+++ TEXTAUSZUG +++

Das TSL ist zudem ein sehr sensitives Instrument. Mittels der ersten, nur „oberflächlichen“ Messungen, welche bereits innerhalb der ersten Wochen nach der Landung von Curiosity auf dem Mars erfolgen sollen, kann Methan nachgewiesen werden, sofern es zum Zeitpunkt der Messung in einer Konzentration von mindestens einem ppb in der Marsatmosphäre enthalten ist. Frühere Messungen, welche mittels erdgestützter Teleskope und durch den von der europäischen Weltraumagentur ESA betriebenen Marsorbiter Mars Express erfolgten, legen nahe, dass das gegenwärtig in der Marsatmosphäre enthaltene Methan einen Mengenanteil von bis zu 10,5 ppb einnimmt und sich somit eindeutig innerhalb der Nachweisgrenze des TSL befindet. Länger andauernde TSL-Messungen sollen das Methan dagegen sogar bis zu einer Konzentration von lediglich 50 bis 100 Molekülen pro Billion Luftmolekülen nachweisen können.

+++

### AUFGABE 1
Beantworten Sie anhand des Textes über die Methanmessungen des TSL kurz diese Fragen:
(a) Ab welcher Konzentration lässt sich Methan schon mit den ersten, „oberflächlichen“ Messungen nachweisen?
(b) Welchen Mengenanteil an Methan in der Marsatmosphäre legen frühere Messungen nahe?
(c) Womit wurden diese früheren Messungen durchgeführt?
### AUFGABE 2
Schreiben Sie den Text über die Methanmessungen des TSL im Anschluss an seinen letzten Satz weiter.
Die Daten werden für die Bearbeitung nicht benötigt.

+++ DATENAUSZUG +++

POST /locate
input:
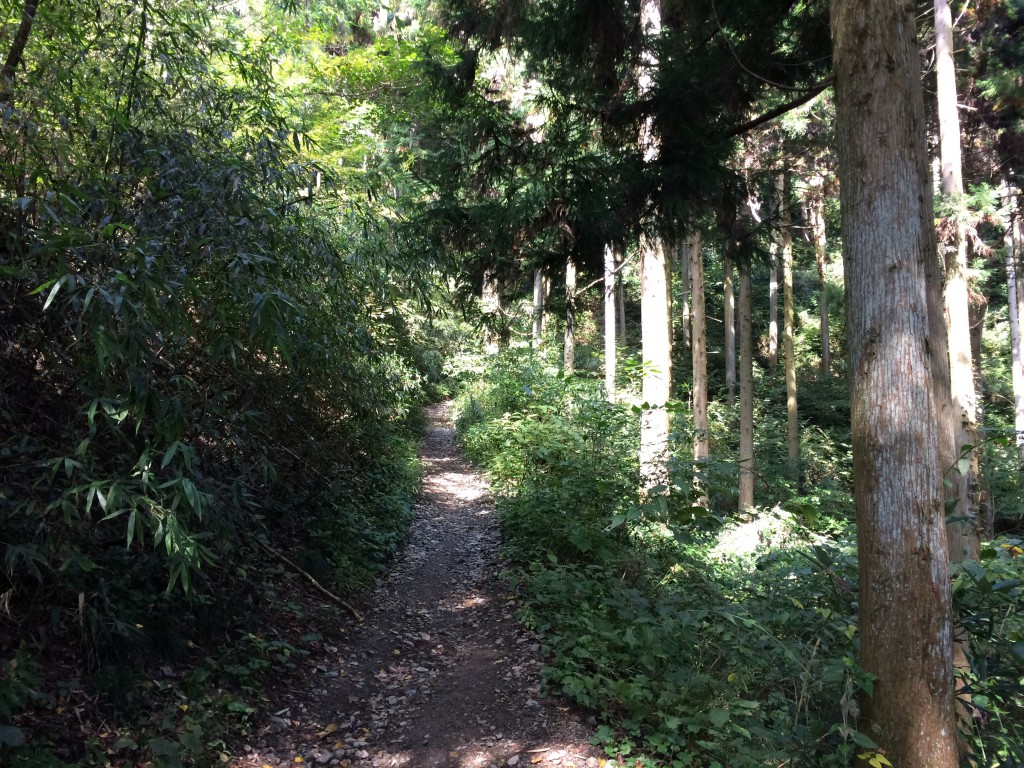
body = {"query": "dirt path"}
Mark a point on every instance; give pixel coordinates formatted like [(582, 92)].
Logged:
[(438, 674)]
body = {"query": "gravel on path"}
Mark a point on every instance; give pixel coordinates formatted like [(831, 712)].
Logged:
[(439, 674)]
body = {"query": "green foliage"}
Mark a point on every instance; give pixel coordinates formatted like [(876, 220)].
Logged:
[(212, 336), (688, 657), (989, 596)]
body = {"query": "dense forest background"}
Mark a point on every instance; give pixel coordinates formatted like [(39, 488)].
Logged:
[(244, 243)]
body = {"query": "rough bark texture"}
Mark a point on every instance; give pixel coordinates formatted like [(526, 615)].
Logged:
[(655, 317), (609, 323), (620, 300), (729, 322), (790, 351), (773, 308), (816, 208), (698, 352), (1013, 293), (901, 419), (687, 311), (491, 305), (538, 307), (964, 535), (745, 390), (657, 364), (16, 50), (568, 351)]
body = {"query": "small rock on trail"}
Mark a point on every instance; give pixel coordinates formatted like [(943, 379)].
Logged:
[(439, 674)]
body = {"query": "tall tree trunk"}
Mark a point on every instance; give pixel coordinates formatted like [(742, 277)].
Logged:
[(964, 535), (568, 353), (698, 349), (745, 389), (609, 323), (654, 297), (773, 307), (1017, 360), (1018, 228), (657, 365), (687, 311), (620, 301), (16, 50), (538, 308), (816, 209), (902, 425), (545, 304), (788, 335), (494, 321), (729, 324)]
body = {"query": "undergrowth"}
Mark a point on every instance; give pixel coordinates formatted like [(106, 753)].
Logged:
[(700, 640)]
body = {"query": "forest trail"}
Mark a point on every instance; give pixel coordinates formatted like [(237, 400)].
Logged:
[(438, 674)]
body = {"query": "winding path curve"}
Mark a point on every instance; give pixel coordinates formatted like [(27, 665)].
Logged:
[(439, 674)]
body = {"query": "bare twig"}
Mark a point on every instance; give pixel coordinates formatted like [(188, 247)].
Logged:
[(321, 588)]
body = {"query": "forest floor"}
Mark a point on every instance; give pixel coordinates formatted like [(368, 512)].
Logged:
[(438, 673)]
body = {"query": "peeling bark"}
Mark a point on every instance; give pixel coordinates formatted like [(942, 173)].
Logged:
[(902, 426)]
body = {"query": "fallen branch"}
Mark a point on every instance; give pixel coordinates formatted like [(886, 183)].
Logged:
[(323, 590)]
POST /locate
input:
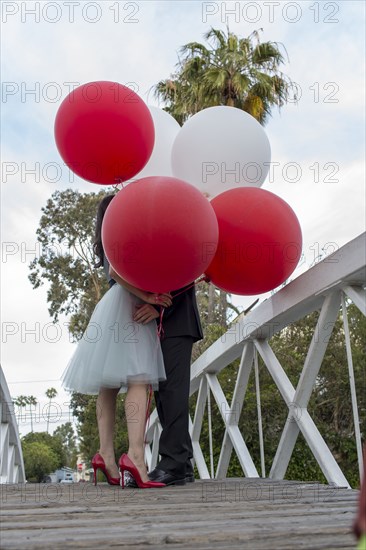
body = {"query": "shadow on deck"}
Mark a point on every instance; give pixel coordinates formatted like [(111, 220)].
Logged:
[(245, 513)]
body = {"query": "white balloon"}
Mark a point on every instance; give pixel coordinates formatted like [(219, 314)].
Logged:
[(166, 130), (221, 148)]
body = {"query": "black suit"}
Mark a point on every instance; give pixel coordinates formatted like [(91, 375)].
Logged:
[(182, 327)]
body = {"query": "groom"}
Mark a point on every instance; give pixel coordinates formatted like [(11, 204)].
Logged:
[(182, 327)]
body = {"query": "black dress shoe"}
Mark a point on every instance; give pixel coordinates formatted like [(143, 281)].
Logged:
[(166, 477), (189, 478), (129, 481)]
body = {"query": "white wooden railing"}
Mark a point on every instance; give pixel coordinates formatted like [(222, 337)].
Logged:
[(11, 456), (323, 287)]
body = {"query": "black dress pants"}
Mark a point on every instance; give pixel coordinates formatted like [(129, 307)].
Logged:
[(172, 403)]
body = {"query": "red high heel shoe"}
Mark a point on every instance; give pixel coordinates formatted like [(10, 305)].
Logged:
[(99, 464), (126, 464)]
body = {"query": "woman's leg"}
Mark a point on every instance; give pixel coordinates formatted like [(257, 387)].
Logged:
[(135, 409), (106, 416)]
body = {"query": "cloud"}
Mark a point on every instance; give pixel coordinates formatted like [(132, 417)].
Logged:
[(309, 135)]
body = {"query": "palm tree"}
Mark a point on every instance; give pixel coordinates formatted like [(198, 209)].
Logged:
[(237, 72), (50, 393), (32, 402), (232, 71), (21, 402)]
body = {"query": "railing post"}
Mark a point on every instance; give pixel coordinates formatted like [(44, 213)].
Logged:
[(356, 420)]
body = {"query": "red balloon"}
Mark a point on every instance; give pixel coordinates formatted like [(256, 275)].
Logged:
[(159, 233), (260, 241), (104, 132)]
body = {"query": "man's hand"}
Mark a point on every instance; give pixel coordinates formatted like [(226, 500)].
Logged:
[(164, 299), (145, 313)]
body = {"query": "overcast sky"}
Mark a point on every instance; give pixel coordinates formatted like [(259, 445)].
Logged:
[(47, 47)]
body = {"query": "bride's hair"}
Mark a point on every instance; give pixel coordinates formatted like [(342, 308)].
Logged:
[(97, 245)]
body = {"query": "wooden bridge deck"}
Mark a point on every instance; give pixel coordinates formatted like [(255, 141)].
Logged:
[(245, 513)]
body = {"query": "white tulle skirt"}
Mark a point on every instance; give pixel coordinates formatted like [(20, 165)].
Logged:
[(114, 350)]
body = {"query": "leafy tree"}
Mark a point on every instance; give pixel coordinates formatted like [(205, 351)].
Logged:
[(39, 460), (55, 444), (330, 403), (21, 403), (66, 434), (50, 393), (233, 71), (66, 234), (32, 402)]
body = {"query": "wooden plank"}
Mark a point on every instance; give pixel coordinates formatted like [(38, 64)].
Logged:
[(233, 513)]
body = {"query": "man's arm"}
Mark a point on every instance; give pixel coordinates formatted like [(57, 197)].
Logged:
[(163, 299)]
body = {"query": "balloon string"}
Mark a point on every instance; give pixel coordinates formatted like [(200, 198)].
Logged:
[(160, 325), (148, 414)]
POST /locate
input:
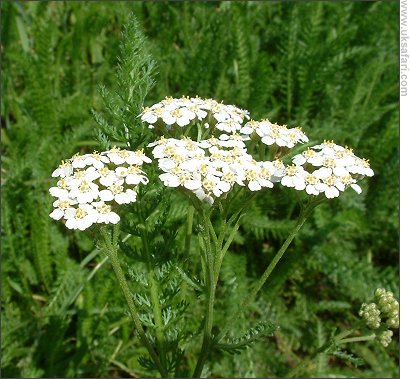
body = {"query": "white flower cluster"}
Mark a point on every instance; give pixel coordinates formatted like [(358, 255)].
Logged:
[(274, 134), (326, 168), (181, 111), (210, 168), (89, 183)]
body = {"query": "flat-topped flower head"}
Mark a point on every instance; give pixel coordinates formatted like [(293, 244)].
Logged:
[(330, 169), (91, 184), (177, 113), (211, 168)]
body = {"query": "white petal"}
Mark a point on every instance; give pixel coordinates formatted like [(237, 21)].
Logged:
[(57, 214), (356, 188), (106, 195)]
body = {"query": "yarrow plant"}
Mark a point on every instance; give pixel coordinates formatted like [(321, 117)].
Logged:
[(91, 186), (211, 153)]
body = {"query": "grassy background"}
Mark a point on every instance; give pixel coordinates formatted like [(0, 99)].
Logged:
[(331, 68)]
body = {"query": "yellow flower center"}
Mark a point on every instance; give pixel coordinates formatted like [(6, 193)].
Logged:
[(291, 170), (84, 186), (80, 213), (116, 189)]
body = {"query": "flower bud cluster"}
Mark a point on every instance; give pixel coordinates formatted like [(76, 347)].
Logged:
[(388, 306), (326, 168), (210, 168), (383, 314), (385, 337), (91, 185)]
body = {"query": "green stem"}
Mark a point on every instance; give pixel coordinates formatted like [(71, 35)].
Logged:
[(187, 247), (358, 339), (154, 296), (111, 251), (245, 303)]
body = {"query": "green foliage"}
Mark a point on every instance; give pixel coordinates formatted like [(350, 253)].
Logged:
[(77, 75)]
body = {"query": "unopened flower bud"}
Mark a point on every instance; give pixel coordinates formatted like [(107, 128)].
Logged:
[(385, 338)]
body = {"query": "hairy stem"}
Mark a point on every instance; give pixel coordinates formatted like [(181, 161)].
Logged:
[(110, 248), (211, 282), (245, 303), (154, 297)]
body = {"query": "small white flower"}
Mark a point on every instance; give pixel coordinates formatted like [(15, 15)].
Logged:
[(84, 191), (294, 177), (82, 217), (61, 206), (136, 176), (65, 169), (96, 160)]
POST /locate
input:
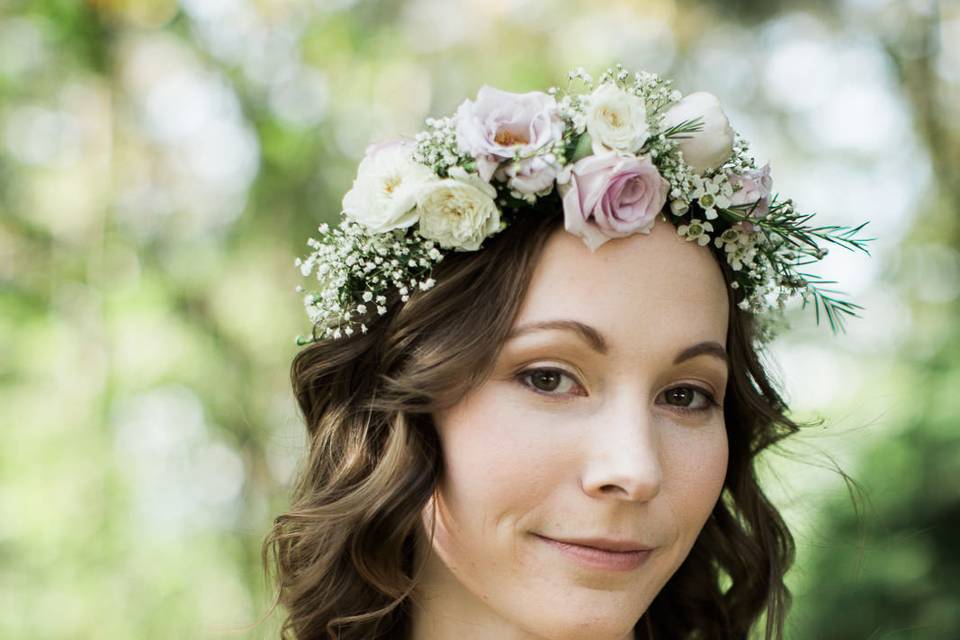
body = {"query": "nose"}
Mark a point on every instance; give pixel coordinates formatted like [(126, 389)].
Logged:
[(623, 459)]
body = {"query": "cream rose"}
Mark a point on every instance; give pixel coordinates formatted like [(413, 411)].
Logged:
[(616, 120), (459, 211), (384, 193), (710, 147)]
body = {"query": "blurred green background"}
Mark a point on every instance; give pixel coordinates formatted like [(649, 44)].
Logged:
[(162, 163)]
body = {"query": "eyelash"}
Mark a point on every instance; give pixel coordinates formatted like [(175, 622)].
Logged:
[(524, 375)]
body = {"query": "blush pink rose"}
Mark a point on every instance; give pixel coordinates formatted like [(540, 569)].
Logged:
[(612, 195), (501, 124), (755, 186)]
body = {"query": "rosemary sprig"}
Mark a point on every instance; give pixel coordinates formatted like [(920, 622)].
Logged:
[(687, 126)]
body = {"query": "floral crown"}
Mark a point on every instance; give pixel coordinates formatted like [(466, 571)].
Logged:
[(614, 159)]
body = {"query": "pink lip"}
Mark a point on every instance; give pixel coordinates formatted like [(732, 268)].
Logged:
[(599, 558)]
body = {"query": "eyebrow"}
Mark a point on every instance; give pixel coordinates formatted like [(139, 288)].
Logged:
[(598, 343)]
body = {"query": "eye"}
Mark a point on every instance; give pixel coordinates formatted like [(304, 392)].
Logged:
[(689, 399), (548, 381)]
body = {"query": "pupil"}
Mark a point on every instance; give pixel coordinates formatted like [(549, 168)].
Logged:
[(551, 378)]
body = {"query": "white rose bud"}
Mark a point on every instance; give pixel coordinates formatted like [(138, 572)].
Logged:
[(710, 147), (616, 120)]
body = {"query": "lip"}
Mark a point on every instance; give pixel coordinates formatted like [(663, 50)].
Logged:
[(601, 558)]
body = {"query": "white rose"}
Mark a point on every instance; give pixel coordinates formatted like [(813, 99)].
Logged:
[(384, 193), (459, 211), (616, 120), (712, 145)]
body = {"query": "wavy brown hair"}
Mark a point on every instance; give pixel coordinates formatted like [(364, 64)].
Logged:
[(343, 555)]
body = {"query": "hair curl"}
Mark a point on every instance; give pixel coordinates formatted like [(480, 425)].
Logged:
[(344, 553)]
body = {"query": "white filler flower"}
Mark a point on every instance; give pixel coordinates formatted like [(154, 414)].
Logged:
[(459, 211), (384, 193), (616, 120)]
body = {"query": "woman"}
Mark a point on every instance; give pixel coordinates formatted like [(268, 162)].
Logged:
[(547, 431)]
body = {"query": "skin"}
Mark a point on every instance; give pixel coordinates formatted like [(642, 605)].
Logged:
[(599, 449)]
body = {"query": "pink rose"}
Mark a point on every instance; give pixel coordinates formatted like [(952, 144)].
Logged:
[(500, 124), (621, 193), (755, 186)]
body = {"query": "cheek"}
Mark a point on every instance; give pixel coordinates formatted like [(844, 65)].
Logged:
[(697, 466), (488, 481)]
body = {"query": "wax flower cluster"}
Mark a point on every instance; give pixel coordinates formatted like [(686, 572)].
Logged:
[(615, 158)]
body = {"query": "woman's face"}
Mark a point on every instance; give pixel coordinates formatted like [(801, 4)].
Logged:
[(603, 422)]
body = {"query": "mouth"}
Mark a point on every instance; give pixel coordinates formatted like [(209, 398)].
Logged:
[(629, 557)]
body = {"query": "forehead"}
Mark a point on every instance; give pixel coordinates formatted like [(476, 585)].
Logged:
[(642, 289)]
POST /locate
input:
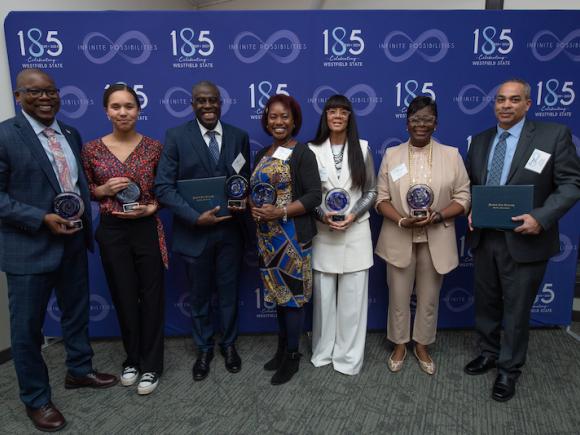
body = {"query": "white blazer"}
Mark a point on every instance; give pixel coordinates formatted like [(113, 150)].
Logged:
[(341, 251)]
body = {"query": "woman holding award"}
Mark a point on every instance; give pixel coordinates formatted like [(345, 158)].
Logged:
[(284, 191), (422, 187), (342, 249), (120, 169)]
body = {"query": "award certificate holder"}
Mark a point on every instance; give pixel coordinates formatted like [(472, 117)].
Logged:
[(494, 206), (203, 194)]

+++

### SCHRIFTLICHE ANTWORT 1
(a) Ab einer Konzentration von mindestens einem ppb in der Marsatmosphäre.
(b) Einen Mengenanteil von bis zu 10,5 ppb.
(c) Mit erdgestützten Teleskopen und mit dem Marsorbiter Mars Express, den die europäische Weltraumagentur ESA betreibt.

### SCHRIFTLICHE ANTWORT 2
Das TSL kann dabei auch die interne Isotopenverteilung der untersuchten Proben bestimmen, wodurch sich eventuell auch Aussagen über die Prozesse tätigen lassen, durch welche sich das in der Marsatmosphäre befindliche Methan bildete. Eine mögliche Quelle wären dabei organische Lebensformen, welche das Methan im Rahmen einer Methanogenese produzieren und an ihre Umwelt abgeben, und die zum Beispiel die Hauptverursacher des in der irdischen Atmosphäre befindlichen Methans sind. Ein anderer Lösungsansatz für die Freisetzung von Methan in der Marsatmosphäre geht von einer in der Gegenwart stattfindenden vulkanischen Aktivität auf dem Mars aus. Eine dritte Möglichkeit wäre, dass das Methan bereits vor Milliarden von Jahren im Marsboden gespeichert wurde und jetzt durch jahreszeitlich bedingte Einflüsse wieder freigesetzt wird. Aktuelle Forschungsergebnisse legen dagegen den Schluss nahe, dass das Methan durch Meteoriten auf die Marsoberfläche transportiert und anschließend durch chemische Prozesse freigesetzt wird.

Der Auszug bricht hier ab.